- _ASSIGNED TASK_: Resume the reflections on trust, darkness, and giving up, continuing directly after their final sentence.

- _QUOTED PASSAGE_:
● ● ● ● ●

Tag Archives: Gerald May

Look what love has done to me…

Richard Rohr, in his series on hope in the darkness, writes:

What I’ve learned is that not-knowing and often not even needing to know is—surprise of surprises—a deeper way of knowing and a deeper falling into compassion. This is surely what the mystics mean by “death” and why they talk of it with so many metaphors… Maybe that is why Jesus praised faith even more than love; maybe that is why St. John of the Cross called faith “luminous darkness.” Yes, love is the final goal but ever deeper trust inside of darkness is the path for getting there.

My good friend Gerald May shed fresh light on the meaning of John of the Cross’ phrase “the dark night of the soul.”  He said that God has to work in the soul in secret and in darkness, because if we fully knew what was happening, and what Mystery/transformation/God/grace will eventually ask of us, we would either try to take charge or stop the whole process. No one oversees his or her own demise willingly, even when it is the false self that is dying. God has to undo our illusions secretly, as it were, when we are not watching and not in perfect control, say the mystics…

As James Finley… says, “The mystic is not someone who says, ‘Look what I have done!’ The mystic is one who says, ‘Look what love has done to me. There’s nothing left but God’s intimate love giving itself to me as me.’”

I seem myself to be travelling through this kind of territory again. The change that autumn brings is a constant reminder that God – and life in God consequently – is more verb than noun.

I know that I am continually being reminded at the moment that the word sacrament can equally well be rendered as “holy mystery”, and that, at least in the understanding of the Eastern Orthodox communion, the seven traditional sacraments of Catholic Christianity are only the main ones: that God can hallow what he will hallow, and that he touches humanity through many material means at different times. How this occurs is a mystery, but it does. The light of this evening, almost still after the earlier storms, is one.

I don’t seem to be able to predict things at all on the far side of this blessed gathering dark. All I know is that trust is at the centre of any response that may be being asked of me. The shadows lengthen with that lovely softening of dusk, and as the light diminishes, so a kind of night vision becomes inevitable and almost easy, for

We know that all things work together for good for those who love God, who are called according to his purpose. (Romans 8.28)


On giving up…

It must be an act of grace, or of something beyond the individual will, which enables certain people to give up at certain times. Whether the giving up occurs gradually or swiftly, with great fanfare or absolute stillness, giving up is not something that can wilfully be done. It can be allowed or it can be resisted, but it cannot be done. And that is where hope lies. Not hope in continuing effort, but hope for some kind of mercy. Hope that today or next month, or five years from now there will come a time when the struggle will be sacrificed…

There is always room for great hope. For at every level of despair there is the possibility of giving up. In the midst of every dimension of delusion there are sparkles of sanity…. In the early years of life, giving up usually takes the form of faith. A leaping forward into a belief that one is loved, accepted, forgiven and redeemed just as one is, with nothing special needing to be done. In later years, giving up more often comes from despair. From the wisdom of realizing that no amount of continuing effort, no amount of fixing, will enable one to ‘get it all together.’ Despair then is forever a doorway to life.

● ● ● ● ●

- _EXCERPTED RECORDS_:
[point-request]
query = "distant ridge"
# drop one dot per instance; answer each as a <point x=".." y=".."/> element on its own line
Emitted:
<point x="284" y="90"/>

● ● ● ● ●

- _ANSWER SECTION_:
Gerald May, Simply Sane: The Spirituality of Mental Health

We so often in our culture view giving up as the last thing we should be prepared to do. “Never give up!” we advise the cancer sufferer, the depressive. “Never give up!” we encourage the one struggling with the failing marriage, the failing business. “Of course, I never gave up…” says the hero returning from the war, the survivor hauled from the shipwreck.

But if we are honest, we know the state of not-giving-up is not something we can always achieve, nor is it healthy to try cling to it regardless. Life is given to us only for a while, and to give up in the face of terminal illness is sometimes a victory far more than a defeat. There are times in any endeavour when our only access to grace is in surrender – where we have to accept that try as we may, the marriage is over, the business is going to the wall.

Of course I am not advocating spinelessness. Of course we try. Of course we do our very best to keep going, to keep afloat in the storm, to save our life’s work, our life’s partnership. But sometimes it can’t be done. Sometimes even our own life cannot be saved – in the end that will come to us all – and then what shall we do?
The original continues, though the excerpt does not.